▶ **SUPPLIED ENTRIES**:
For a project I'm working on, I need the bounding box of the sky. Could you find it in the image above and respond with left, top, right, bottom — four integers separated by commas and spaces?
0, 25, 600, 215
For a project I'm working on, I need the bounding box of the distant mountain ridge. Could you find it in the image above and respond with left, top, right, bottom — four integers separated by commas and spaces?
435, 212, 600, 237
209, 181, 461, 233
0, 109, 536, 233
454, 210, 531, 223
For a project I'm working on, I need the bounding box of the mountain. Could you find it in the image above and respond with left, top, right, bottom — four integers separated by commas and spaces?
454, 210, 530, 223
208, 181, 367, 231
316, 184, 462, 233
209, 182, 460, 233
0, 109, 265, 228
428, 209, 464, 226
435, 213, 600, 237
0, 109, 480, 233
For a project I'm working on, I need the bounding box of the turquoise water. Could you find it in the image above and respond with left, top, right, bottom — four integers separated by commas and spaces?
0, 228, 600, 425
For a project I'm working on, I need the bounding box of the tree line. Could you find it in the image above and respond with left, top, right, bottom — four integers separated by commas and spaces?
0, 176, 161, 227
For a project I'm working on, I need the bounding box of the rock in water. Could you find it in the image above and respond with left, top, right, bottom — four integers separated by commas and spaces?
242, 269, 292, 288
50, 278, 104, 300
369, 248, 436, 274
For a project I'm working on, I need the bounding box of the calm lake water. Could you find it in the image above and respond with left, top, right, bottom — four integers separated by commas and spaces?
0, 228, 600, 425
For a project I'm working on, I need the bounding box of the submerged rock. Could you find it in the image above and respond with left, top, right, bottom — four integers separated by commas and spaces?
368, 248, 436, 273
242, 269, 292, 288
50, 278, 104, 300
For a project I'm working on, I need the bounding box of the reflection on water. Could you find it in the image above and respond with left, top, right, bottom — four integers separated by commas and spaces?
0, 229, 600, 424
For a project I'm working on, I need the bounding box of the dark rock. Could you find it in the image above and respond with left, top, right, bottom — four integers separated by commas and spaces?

▶ **WHAT IS BEING ASKED**:
Could you go through the whole listing above, change every "project" to "study", and give the listing back with nothing else altered?

▶ **OUTPUT BELOW**:
For a study I'm working on, I need the bounding box of the sky. Could you find it in the image above and respond with left, top, right, bottom — four integers separated by commas and spaces?
0, 25, 600, 215
For a study I'm working on, I need the bounding box of the distant mountain ridge. Could you find it in the image above and respond with left, top, right, bottom — four integers separated by commas and spaces?
435, 212, 600, 237
209, 181, 461, 233
0, 109, 536, 233
454, 210, 531, 223
For a study I'm working on, I need the bounding box of the mountain. Could you find it in the image above and respond with left, top, right, bottom — four integers separated by commas and spaces?
454, 210, 530, 223
208, 181, 367, 231
316, 184, 462, 233
209, 182, 460, 233
0, 109, 265, 228
428, 209, 464, 226
435, 213, 600, 237
0, 109, 480, 233
For a study I'm working on, I need the bounding box of the turquoise water. Could you find it in the image above and respond with left, top, right, bottom — four integers separated by commas and spaces?
0, 228, 600, 425
For a study I'm working on, I need the bounding box of the tree line. Could you find it in the image above and respond with left, top, right, bottom — four integers separated by commas and spaces?
0, 176, 161, 227
For a study I'm working on, I need the bounding box of the rock in water. Could you find it in the image above and respond with left, top, right, bottom — four integers separated by commas and spaces?
242, 269, 292, 288
50, 278, 104, 300
369, 248, 436, 274
For a study I'm working on, I need the bounding box of the calm lake water. Could you find it in the image above and respond with left, top, right, bottom — four integers separated by commas and spaces?
0, 228, 600, 425
For a study I'm working on, I need the bounding box of the submerged rock. Could you find it in the image above and respond with left, top, right, bottom — four integers separated by commas and spaces?
368, 248, 436, 273
242, 269, 292, 288
50, 278, 104, 300
For a study I'm working on, I need the bounding box of the reflection on water. Could you find it in the image above and respond with left, top, right, bottom — four integers separated by commas and spaces?
0, 229, 600, 424
For a study I'm working on, I need the bounding box of the dark rock. Could you find it in the image above and respond with left, top, right, bottom — four integers separated by commas and spaces?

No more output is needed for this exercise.